The output must match the lines from the first line of the listing below through the line holding "green meadow, one" exactly and must contain no pictures.

───── Extracted entries

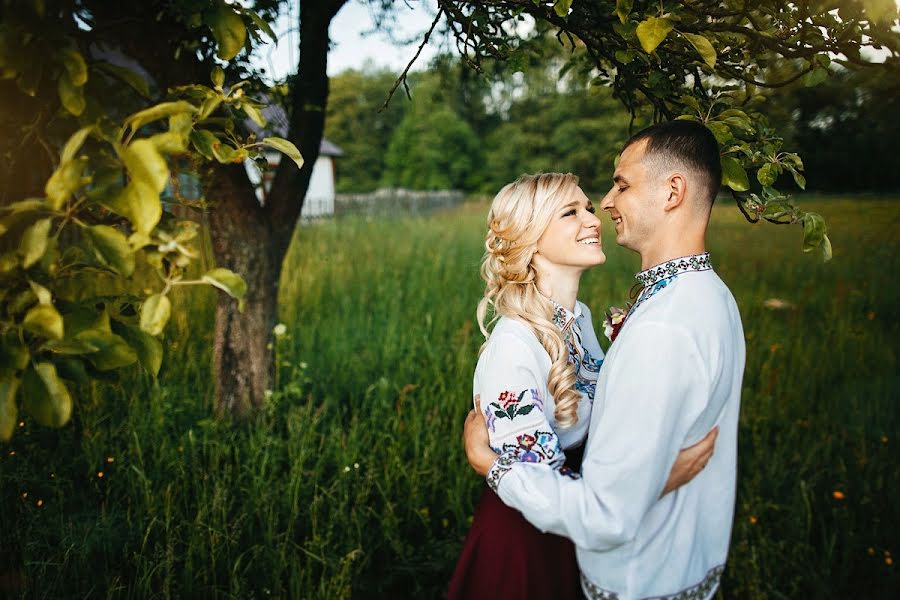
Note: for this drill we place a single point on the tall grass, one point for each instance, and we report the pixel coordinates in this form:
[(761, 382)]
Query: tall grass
[(353, 484)]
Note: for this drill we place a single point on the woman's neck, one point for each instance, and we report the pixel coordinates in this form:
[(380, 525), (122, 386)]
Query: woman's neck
[(560, 285)]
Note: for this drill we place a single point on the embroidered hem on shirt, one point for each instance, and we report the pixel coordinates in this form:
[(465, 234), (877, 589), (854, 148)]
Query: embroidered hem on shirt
[(698, 591), (685, 264), (500, 468)]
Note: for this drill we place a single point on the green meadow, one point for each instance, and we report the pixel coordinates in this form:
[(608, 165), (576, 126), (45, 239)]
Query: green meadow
[(352, 483)]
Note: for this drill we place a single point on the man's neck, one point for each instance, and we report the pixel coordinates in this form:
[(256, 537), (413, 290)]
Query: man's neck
[(660, 256)]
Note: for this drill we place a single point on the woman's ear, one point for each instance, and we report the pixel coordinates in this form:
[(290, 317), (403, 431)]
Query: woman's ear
[(677, 191)]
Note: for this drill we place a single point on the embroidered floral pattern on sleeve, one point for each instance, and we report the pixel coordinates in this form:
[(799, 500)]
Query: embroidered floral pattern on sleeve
[(700, 591), (587, 368), (500, 468)]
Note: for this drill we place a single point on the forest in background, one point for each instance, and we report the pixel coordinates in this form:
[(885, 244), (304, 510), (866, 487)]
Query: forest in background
[(478, 131)]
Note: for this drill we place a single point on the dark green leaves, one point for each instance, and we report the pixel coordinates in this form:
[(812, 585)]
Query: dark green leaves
[(286, 147), (703, 47), (734, 175), (652, 32), (228, 29)]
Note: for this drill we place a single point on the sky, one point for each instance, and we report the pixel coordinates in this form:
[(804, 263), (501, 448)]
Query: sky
[(355, 40)]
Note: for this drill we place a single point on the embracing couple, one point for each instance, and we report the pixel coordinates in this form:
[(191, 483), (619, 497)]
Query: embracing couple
[(611, 465)]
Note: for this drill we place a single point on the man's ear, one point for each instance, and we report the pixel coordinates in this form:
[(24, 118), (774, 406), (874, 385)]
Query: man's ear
[(677, 184)]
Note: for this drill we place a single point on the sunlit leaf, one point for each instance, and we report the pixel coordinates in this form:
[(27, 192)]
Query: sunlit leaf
[(228, 281), (826, 248), (262, 24), (45, 321), (155, 314), (111, 248), (815, 77), (160, 111), (217, 76), (734, 175), (703, 47), (653, 31), (813, 231), (8, 410), (203, 142), (113, 352), (146, 165), (71, 95), (285, 146), (64, 182), (34, 242), (46, 397), (74, 144), (74, 64), (149, 349), (623, 8), (132, 78), (561, 7)]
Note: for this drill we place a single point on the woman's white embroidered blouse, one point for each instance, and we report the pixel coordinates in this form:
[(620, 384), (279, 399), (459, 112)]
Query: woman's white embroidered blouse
[(511, 380)]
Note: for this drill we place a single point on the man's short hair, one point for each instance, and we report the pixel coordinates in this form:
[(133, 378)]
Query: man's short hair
[(687, 144)]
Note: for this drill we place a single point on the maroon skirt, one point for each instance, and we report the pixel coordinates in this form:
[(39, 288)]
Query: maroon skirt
[(506, 557)]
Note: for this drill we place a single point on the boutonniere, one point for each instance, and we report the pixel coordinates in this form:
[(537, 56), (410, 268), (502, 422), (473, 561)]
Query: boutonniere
[(615, 317)]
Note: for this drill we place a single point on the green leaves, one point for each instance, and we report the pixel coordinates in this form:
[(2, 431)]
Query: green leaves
[(34, 242), (74, 64), (623, 8), (71, 95), (146, 165), (653, 31), (8, 411), (66, 179), (734, 175), (155, 314), (227, 281), (160, 111), (813, 231), (45, 321), (132, 78), (228, 29), (46, 397), (111, 248), (703, 47), (561, 7), (74, 144), (767, 174), (815, 77), (285, 146)]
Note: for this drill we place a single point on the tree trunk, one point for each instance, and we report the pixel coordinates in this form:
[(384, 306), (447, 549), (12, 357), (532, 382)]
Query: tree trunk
[(252, 240), (245, 241)]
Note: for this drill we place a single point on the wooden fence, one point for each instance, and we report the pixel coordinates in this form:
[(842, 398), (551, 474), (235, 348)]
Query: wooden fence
[(396, 203)]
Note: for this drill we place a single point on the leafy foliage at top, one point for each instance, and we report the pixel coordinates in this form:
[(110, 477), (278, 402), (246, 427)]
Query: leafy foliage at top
[(703, 60)]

──────────

• _Exercise output_:
Note: for this drill we place a single point on the tall grass, one point for each instance, and we report the pixel coordinates in this form:
[(761, 382)]
Query: tall grass
[(353, 484)]
Note: for this drill we place a single point on the woman's neck, one point for each instance, and we report the pixel coordinates in this form:
[(380, 525), (122, 386)]
Query: woman's neck
[(560, 285)]
Note: for this drill we place a single point on the embroidered hem on shirt, one point for each instance, and we report the pixel coordinates in this form:
[(465, 234), (877, 589), (854, 148)]
Query: embroidered hem on shirt
[(698, 591), (685, 264), (500, 468)]
Note: for this drill we place a single point on the green meadow, one point for each instance, and we report the pixel coordinates in this form:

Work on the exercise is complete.